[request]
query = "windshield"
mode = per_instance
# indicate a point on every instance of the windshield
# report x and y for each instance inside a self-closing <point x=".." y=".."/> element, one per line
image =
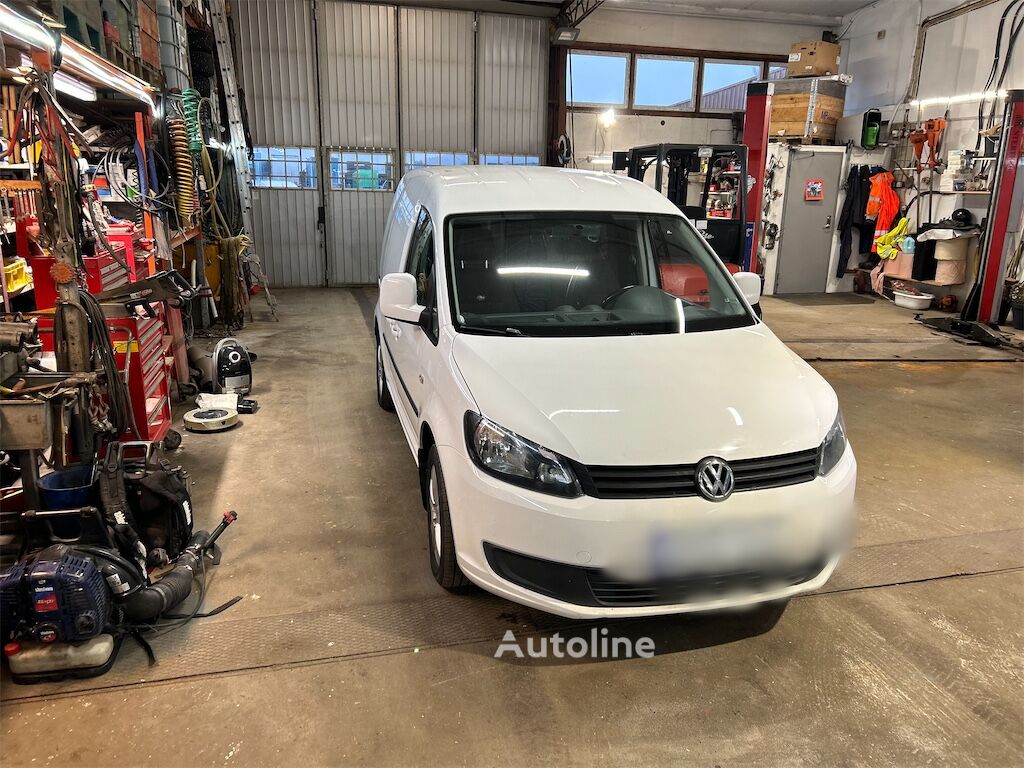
<point x="586" y="273"/>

---+---

▶ _WHAT YOU WILL DO_: Pictures in the records above are left out; print everything else exactly as written.

▶ _SOLUTION TO THIS PROBLEM_:
[request]
query = "windshield"
mode = per_instance
# indicate a point on every instance of the windshield
# report x and y for each instance inside a self-closing <point x=".." y=".."/> element, one per line
image =
<point x="586" y="273"/>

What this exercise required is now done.